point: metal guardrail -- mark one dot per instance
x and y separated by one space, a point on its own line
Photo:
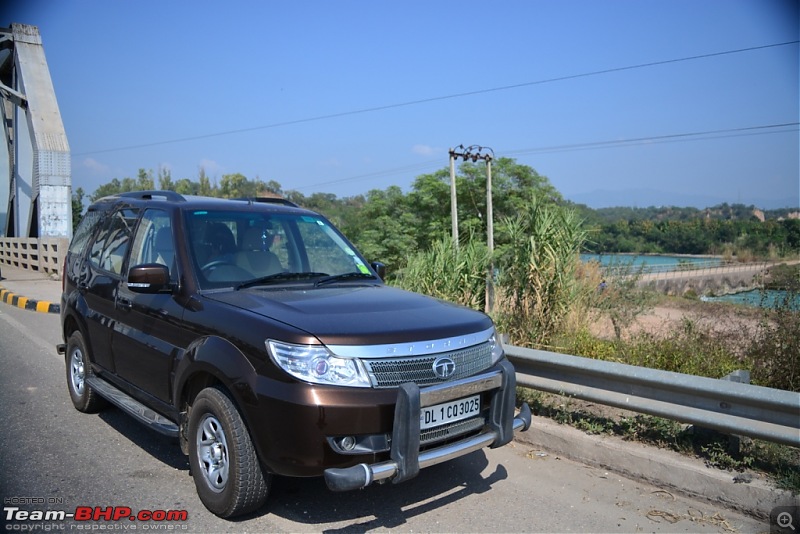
40 254
730 407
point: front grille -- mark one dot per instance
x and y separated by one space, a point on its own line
391 372
444 432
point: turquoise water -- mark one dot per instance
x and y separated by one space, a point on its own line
771 298
652 262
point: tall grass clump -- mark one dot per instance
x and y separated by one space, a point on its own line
455 274
775 347
537 284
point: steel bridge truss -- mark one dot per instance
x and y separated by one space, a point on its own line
37 185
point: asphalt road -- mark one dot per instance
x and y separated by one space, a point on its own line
55 458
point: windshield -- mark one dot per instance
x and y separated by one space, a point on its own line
236 248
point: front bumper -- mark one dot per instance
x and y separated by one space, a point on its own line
405 457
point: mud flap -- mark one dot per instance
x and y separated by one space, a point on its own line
405 435
501 415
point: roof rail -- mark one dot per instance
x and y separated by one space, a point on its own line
153 195
269 200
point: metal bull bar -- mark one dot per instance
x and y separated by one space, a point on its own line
405 457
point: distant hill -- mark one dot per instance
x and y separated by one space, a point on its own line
643 198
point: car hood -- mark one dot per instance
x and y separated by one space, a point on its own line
358 314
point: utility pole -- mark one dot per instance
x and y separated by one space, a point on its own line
474 153
453 198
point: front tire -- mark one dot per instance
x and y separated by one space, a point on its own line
79 368
224 464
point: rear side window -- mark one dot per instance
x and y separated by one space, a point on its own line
108 250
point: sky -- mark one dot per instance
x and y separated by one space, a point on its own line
616 102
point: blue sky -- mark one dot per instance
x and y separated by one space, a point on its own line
347 96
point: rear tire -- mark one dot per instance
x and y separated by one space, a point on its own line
224 464
79 368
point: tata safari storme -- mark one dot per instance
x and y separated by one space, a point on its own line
256 334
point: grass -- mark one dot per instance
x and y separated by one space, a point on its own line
779 464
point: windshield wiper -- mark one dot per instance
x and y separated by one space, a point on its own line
341 277
279 277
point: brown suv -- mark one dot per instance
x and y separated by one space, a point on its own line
255 333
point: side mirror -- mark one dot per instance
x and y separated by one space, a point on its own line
379 268
148 278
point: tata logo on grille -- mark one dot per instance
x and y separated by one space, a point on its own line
444 368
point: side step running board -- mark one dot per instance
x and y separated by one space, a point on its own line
139 411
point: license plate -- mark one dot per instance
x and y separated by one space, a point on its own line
449 412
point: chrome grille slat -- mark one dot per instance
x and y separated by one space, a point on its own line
458 428
391 372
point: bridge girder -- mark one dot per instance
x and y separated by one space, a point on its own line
37 185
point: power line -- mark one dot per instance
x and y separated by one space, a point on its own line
617 143
434 99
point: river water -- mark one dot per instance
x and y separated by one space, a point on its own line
770 298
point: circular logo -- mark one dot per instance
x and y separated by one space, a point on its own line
444 367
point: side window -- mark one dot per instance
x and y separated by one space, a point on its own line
153 242
108 250
84 231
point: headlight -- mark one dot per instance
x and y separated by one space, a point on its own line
497 347
315 363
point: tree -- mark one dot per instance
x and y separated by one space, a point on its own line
165 179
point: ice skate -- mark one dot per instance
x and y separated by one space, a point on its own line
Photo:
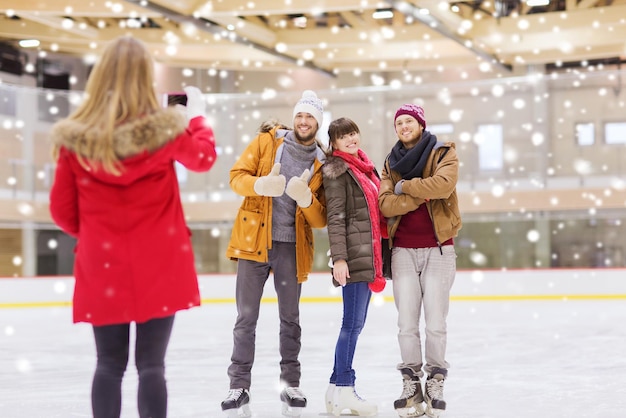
345 397
433 395
329 398
410 402
293 401
237 404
○ ○ ○ ○ ○
#### Problem to solve:
Copy the records above word for word, from the first line to the last, leaving out the pictures.

#### Response for this exercise:
point: metal guardrail -- mark one dot per instance
x and y separated by one space, a point on its own line
Photo:
40 254
730 407
point: front grille -- mark one dot per instance
x and y separated by one space, a point on its own line
391 372
444 432
point: turquoise water -- mark one dot per instance
x and y separated by one space, a point on its own line
771 298
652 262
point: tall grass clump -- mark one dot per instance
x and y separated by one space, a point on its own line
455 274
775 347
537 284
point: steel bridge truss -- mark one dot per instance
x and y separated by one space, a point on its own line
37 185
point: asphalt road -- mark one dot per instance
x and y separated by one space, a point on its own line
55 458
point: windshield -- mark one dot per instance
x and y separated by one space, a point on its own line
236 248
point: front bumper -- mark one dot per instance
x and y separated by one space, a point on its own line
405 457
point: mud flap -- mark one dot per instance
x and y separated by one space, a point on its own line
405 435
501 415
point: roof rail -- mark one dot per instance
x and y separated by one space, a point on its own line
153 195
269 200
point: metal bull bar -- mark one dot per instance
x and y separated by one space, a point on its own line
405 457
point: distant hill -- mark one dot per instance
x and y separated by one space, a point on its own line
643 198
point: car hood -- mark one dot per instance
x and y separated by one space, a point on its own line
358 314
point: utility pole -- mark one dot per instance
x and y separated by one space, a point on its own line
474 153
453 198
point: front tire -- mark one dot per instance
x and y separated by one space, a point on its own line
79 368
224 464
point: rear side window -- mark one dot per instance
x and y separated by one space, a point on its own line
108 250
point: sky -- mark one dot per instance
x and y separated by one space, a point on its own line
616 102
point: blue sky -- mark one dot per instance
x and y separated by one space, a point on its own line
347 96
point: rear tire -- mark one dot per instance
x and y separated by one space, a point on its own line
224 464
79 368
point: tata safari storme -- mark one dot per instance
x and y separated by one space, a point on its own line
256 334
point: grass -- mark one dot per instance
x and y separated by one space, a point on its own line
779 464
point: windshield wiper -- mark one dot per instance
x and y separated by one space, a point on its own line
341 277
279 277
point: brown suv -- mark one dot per instance
x and y separated by one space, a point on its own line
255 333
point: side mirror -- mark one dot per instance
x and y separated by one space, a point on its own line
379 268
148 278
point: tata logo on grille -- mark one dot per instance
x and y separated by one space, a point on its own line
444 368
point: side step running board -- mark one dot per instance
x and y separated by one space, a point on its own line
139 411
point: license plate -- mark one dot per instance
x and y separated by one space, a point on its own line
449 412
point: chrome grille slat -- mark one dot per instance
x and y separated by one space, a point on its own line
458 428
391 372
point: bridge girder -- mark one dot per instance
x and y separated by one space, a point on its own line
37 185
point: power line -- mark one dot per instance
x and y separated by one space, a point on its own line
617 143
434 99
point: river water -- mark one dot per instance
x and y separated by one space, a point on its own line
770 298
point: circular logo -- mark one dot per instance
x and y separated by one space, a point on its own line
444 367
point: side window -- mark one dot per instance
x and y separated by one space, a point on its own line
153 242
108 250
84 231
point: headlight -- mark one dot per instance
x and y separated by one space, a point on its own line
497 347
315 363
point: tree -- mark one dot per instance
x and y separated by one space, a point on its own line
165 179
point: ice skate -- mark one dot per instance
x and y separated by one space, a point on its own line
Photo:
345 397
433 395
329 398
410 402
293 401
237 404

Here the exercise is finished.